Records from a data collection
*****

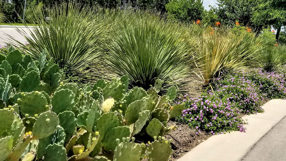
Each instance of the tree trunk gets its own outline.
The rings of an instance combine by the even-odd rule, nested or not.
[[[280,34],[280,31],[281,30],[281,26],[280,26],[277,29],[277,32],[276,33],[276,37],[275,38],[277,41],[279,38],[279,34]]]

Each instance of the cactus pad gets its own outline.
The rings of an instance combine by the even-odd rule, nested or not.
[[[41,114],[33,128],[33,140],[43,138],[53,133],[59,122],[57,116],[54,113],[46,112]]]
[[[113,161],[125,161],[127,158],[132,161],[140,160],[142,151],[141,144],[133,142],[120,144],[115,149]]]
[[[74,114],[71,111],[65,111],[58,116],[59,125],[63,128],[65,134],[65,140],[73,135],[76,127],[76,120]]]
[[[146,128],[146,131],[151,137],[158,137],[164,125],[158,120],[154,118]]]
[[[71,111],[74,105],[74,94],[69,90],[61,90],[55,92],[51,103],[54,112],[57,114]]]
[[[155,140],[149,146],[147,156],[150,161],[168,161],[172,150],[170,142],[166,140]]]
[[[39,74],[35,71],[31,71],[23,77],[20,84],[20,89],[22,92],[28,92],[38,90],[40,87],[40,83]]]
[[[62,145],[56,144],[50,145],[46,148],[44,155],[45,161],[67,161],[66,152]]]

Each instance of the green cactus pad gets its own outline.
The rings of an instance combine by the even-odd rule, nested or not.
[[[19,138],[23,138],[22,131],[25,127],[20,116],[16,113],[8,110],[0,110],[0,136],[4,137],[11,136],[13,146],[16,144]]]
[[[157,93],[159,93],[159,92],[160,91],[160,90],[162,88],[162,85],[163,83],[164,83],[164,81],[160,79],[158,79],[156,80],[156,82],[154,85],[154,88],[157,91]]]
[[[74,105],[74,94],[69,90],[61,90],[55,92],[51,103],[54,112],[57,114],[71,111]]]
[[[141,130],[146,124],[146,122],[149,118],[150,112],[148,110],[145,110],[142,112],[139,119],[136,121],[134,125],[134,130],[132,133],[133,135],[137,134],[141,131]]]
[[[18,104],[23,116],[26,114],[31,116],[33,116],[36,114],[39,115],[48,110],[46,108],[46,106],[47,105],[46,97],[40,92],[33,92],[26,93],[21,99]]]
[[[12,152],[13,137],[8,136],[0,139],[0,161],[3,161]]]
[[[14,50],[10,52],[6,57],[6,60],[13,67],[17,63],[21,64],[23,61],[23,57],[20,51],[17,50]]]
[[[161,122],[168,121],[169,117],[168,112],[162,108],[156,109],[152,114],[152,118],[156,118]]]
[[[59,122],[57,116],[54,113],[46,112],[41,114],[33,128],[33,140],[43,138],[53,133]]]
[[[40,54],[39,57],[39,65],[40,67],[40,71],[44,71],[46,68],[46,53],[47,51],[45,49],[43,50],[43,52]]]
[[[12,74],[9,75],[8,82],[11,84],[12,88],[15,88],[17,90],[20,86],[20,83],[21,82],[21,78],[19,75]]]
[[[141,100],[147,96],[147,93],[143,88],[134,87],[128,91],[124,96],[123,100],[126,100],[126,104],[128,106],[136,100]]]
[[[39,74],[35,71],[26,73],[20,84],[20,89],[22,92],[31,92],[39,90],[40,87],[41,80]]]
[[[4,69],[7,75],[11,75],[12,74],[12,68],[7,61],[3,60],[2,61],[1,65],[0,65],[0,68]]]
[[[167,98],[170,101],[172,101],[176,98],[177,91],[174,86],[172,86],[167,90]]]
[[[148,160],[168,161],[172,152],[169,141],[165,140],[155,140],[149,146],[147,152]]]
[[[15,64],[12,68],[12,74],[19,75],[20,77],[23,77],[25,75],[25,69],[22,65],[18,63]]]
[[[115,149],[113,161],[140,161],[142,148],[141,144],[133,142],[125,142],[118,145]]]
[[[107,84],[105,84],[105,81],[103,79],[98,79],[96,82],[96,83],[94,84],[93,87],[92,87],[92,91],[97,90],[97,88],[99,88],[100,89],[102,90],[106,86]]]
[[[28,55],[25,55],[23,60],[22,63],[23,67],[24,67],[24,68],[27,69],[28,69],[28,65],[30,63],[31,63],[32,61],[31,56]]]
[[[125,118],[126,123],[131,125],[135,123],[140,116],[139,113],[148,109],[148,104],[145,99],[136,100],[128,106],[125,113]]]
[[[78,127],[83,128],[86,127],[86,120],[89,114],[88,111],[84,111],[80,113],[76,116],[76,123]]]
[[[170,118],[177,117],[182,114],[182,111],[184,110],[183,104],[176,105],[173,106],[173,109],[170,113]]]
[[[64,129],[65,140],[72,136],[76,127],[76,120],[74,114],[71,111],[65,111],[58,116],[59,125]]]
[[[91,159],[90,161],[110,161],[104,156],[97,156]]]
[[[73,147],[76,144],[76,142],[78,140],[78,137],[75,135],[73,135],[69,141],[65,146],[65,150],[68,153],[72,149]]]
[[[25,130],[25,132],[27,132],[29,131],[33,131],[33,127],[36,122],[36,119],[33,117],[27,117],[23,118],[22,119],[23,124],[26,129]]]
[[[116,139],[120,139],[120,142],[123,142],[122,138],[130,137],[131,135],[130,129],[126,126],[120,126],[110,129],[102,141],[102,145],[107,151],[114,151],[118,144],[116,142]]]
[[[47,147],[44,155],[45,161],[67,161],[65,149],[62,145],[55,144]]]
[[[118,100],[123,96],[123,87],[120,79],[118,79],[106,85],[102,90],[102,95],[105,100],[111,97],[114,100]]]
[[[161,129],[164,128],[164,125],[158,120],[153,118],[147,126],[146,131],[153,138],[154,136],[158,137]]]
[[[7,77],[7,74],[5,70],[3,68],[0,68],[0,75],[3,79],[6,79]]]
[[[104,113],[110,111],[111,108],[114,106],[114,99],[113,98],[108,98],[102,104],[102,110]]]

*****

Set problem. Quote the listing above in full, except for the pictures.

Full solution.
Each instance of the tree trunk gets its own outline.
The rings of an instance combine by the even-odd rule, nested or not.
[[[280,34],[280,31],[281,30],[281,26],[280,26],[277,29],[277,32],[276,33],[276,37],[275,38],[277,41],[279,38],[279,34]]]

Each instance of the cactus pad gets its own outline.
The rings of an instance combine by the even-odd rule, nested or not.
[[[41,114],[33,128],[33,140],[43,138],[53,133],[59,122],[57,116],[54,113],[46,112]]]
[[[113,161],[125,161],[127,158],[132,161],[140,160],[142,151],[141,144],[133,142],[120,144],[115,149]]]
[[[74,114],[71,111],[65,111],[58,116],[59,125],[63,128],[65,134],[65,140],[73,135],[76,127],[76,120]]]
[[[146,128],[146,131],[151,137],[158,137],[164,125],[158,120],[154,118]]]
[[[71,111],[74,105],[74,94],[69,90],[61,90],[55,92],[51,103],[54,112],[57,114]]]
[[[155,140],[149,146],[147,156],[150,161],[168,161],[172,150],[170,142],[166,140]]]
[[[39,74],[35,71],[31,71],[23,77],[20,84],[20,89],[22,92],[28,92],[38,90],[40,87],[40,83]]]
[[[62,145],[56,144],[50,145],[46,148],[44,155],[45,161],[67,161],[66,152]]]

Each instance of the green cactus pad gets its own outline.
The rings of an instance combine by the even-odd rule, nested or not.
[[[19,138],[23,138],[22,131],[25,127],[20,116],[16,113],[8,110],[0,110],[0,136],[4,137],[11,136],[13,146],[16,144]]]
[[[157,93],[159,93],[159,92],[160,91],[160,90],[162,88],[162,85],[163,83],[164,83],[164,81],[160,79],[158,79],[156,80],[156,82],[154,85],[154,88],[157,91]]]
[[[74,105],[74,94],[69,90],[61,90],[55,92],[51,103],[54,112],[57,114],[71,111]]]
[[[141,130],[146,124],[146,122],[149,118],[150,112],[148,110],[145,110],[142,112],[139,119],[136,121],[134,125],[134,130],[132,133],[133,135],[137,134],[141,131]]]
[[[18,104],[23,116],[26,114],[31,116],[33,116],[36,114],[39,115],[48,110],[46,108],[46,106],[47,105],[46,97],[40,92],[33,92],[26,93],[21,99]]]
[[[12,152],[13,137],[8,136],[0,139],[0,161],[3,161]]]
[[[14,50],[10,52],[6,57],[6,60],[13,67],[17,63],[21,64],[23,61],[23,57],[20,51],[17,50]]]
[[[161,122],[168,121],[169,117],[168,112],[162,108],[156,109],[152,114],[152,118],[156,118]]]
[[[59,122],[57,116],[54,113],[46,112],[41,114],[33,128],[33,140],[43,138],[53,133]]]
[[[40,54],[39,57],[39,65],[40,67],[40,71],[44,71],[46,68],[46,53],[47,51],[45,49],[43,50],[43,52]]]
[[[12,74],[9,75],[8,82],[11,84],[12,88],[15,88],[17,90],[20,86],[20,83],[21,82],[21,78],[19,75]]]
[[[141,100],[147,96],[147,93],[143,88],[134,87],[128,91],[124,96],[123,100],[126,100],[126,104],[128,106],[136,100]]]
[[[39,74],[35,71],[26,73],[20,84],[20,89],[22,92],[31,92],[39,90],[40,87],[41,80]]]
[[[4,69],[7,75],[11,75],[12,74],[12,68],[7,61],[3,60],[2,61],[1,65],[0,65],[0,68]]]
[[[167,98],[170,101],[172,101],[176,98],[177,91],[174,86],[172,86],[167,90]]]
[[[148,160],[168,161],[172,152],[169,141],[165,140],[155,140],[149,146],[147,152]]]
[[[15,64],[12,68],[12,74],[19,75],[20,77],[23,77],[25,75],[25,69],[22,65],[18,63]]]
[[[115,149],[113,161],[140,161],[142,148],[141,144],[133,142],[125,142],[118,145]]]
[[[107,84],[105,84],[105,81],[103,79],[98,79],[96,82],[96,83],[94,84],[93,87],[92,87],[92,91],[97,90],[97,88],[99,88],[100,89],[102,90],[106,86]]]
[[[28,55],[25,55],[23,60],[22,63],[23,67],[24,67],[24,68],[27,69],[28,69],[28,65],[30,63],[31,63],[32,61],[31,56]]]
[[[125,118],[126,123],[131,125],[135,123],[140,116],[139,113],[148,109],[148,104],[145,99],[136,100],[128,106],[125,113]]]
[[[78,127],[83,128],[86,127],[86,120],[89,114],[88,111],[84,111],[80,113],[76,116],[76,123]]]
[[[170,118],[177,117],[182,114],[182,111],[184,110],[183,104],[176,105],[173,106],[173,109],[170,113]]]
[[[64,129],[65,140],[72,136],[76,127],[76,120],[74,114],[71,111],[65,111],[58,116],[59,125]]]
[[[91,159],[90,161],[110,161],[104,156],[97,156]]]
[[[73,147],[76,144],[76,142],[78,140],[78,137],[75,135],[73,135],[69,141],[65,146],[65,150],[68,153],[72,149]]]
[[[25,130],[25,132],[27,132],[29,131],[33,131],[33,127],[36,122],[36,119],[33,117],[27,117],[23,118],[22,119],[23,124],[26,129]]]
[[[116,139],[120,139],[120,142],[123,142],[122,138],[130,137],[131,135],[130,129],[126,126],[120,126],[110,129],[102,141],[102,145],[107,151],[114,151],[118,144],[116,142]]]
[[[47,147],[44,155],[45,161],[67,161],[65,149],[62,145],[55,144]]]
[[[118,100],[123,96],[123,87],[120,79],[118,79],[106,85],[102,90],[102,95],[105,100],[111,97],[114,100]]]
[[[161,129],[164,128],[164,125],[158,120],[153,118],[147,126],[146,131],[153,138],[154,136],[158,137]]]
[[[7,77],[7,74],[5,70],[3,68],[0,68],[0,75],[3,79],[6,79]]]
[[[104,113],[110,111],[111,108],[114,106],[114,99],[113,98],[108,98],[102,104],[102,110]]]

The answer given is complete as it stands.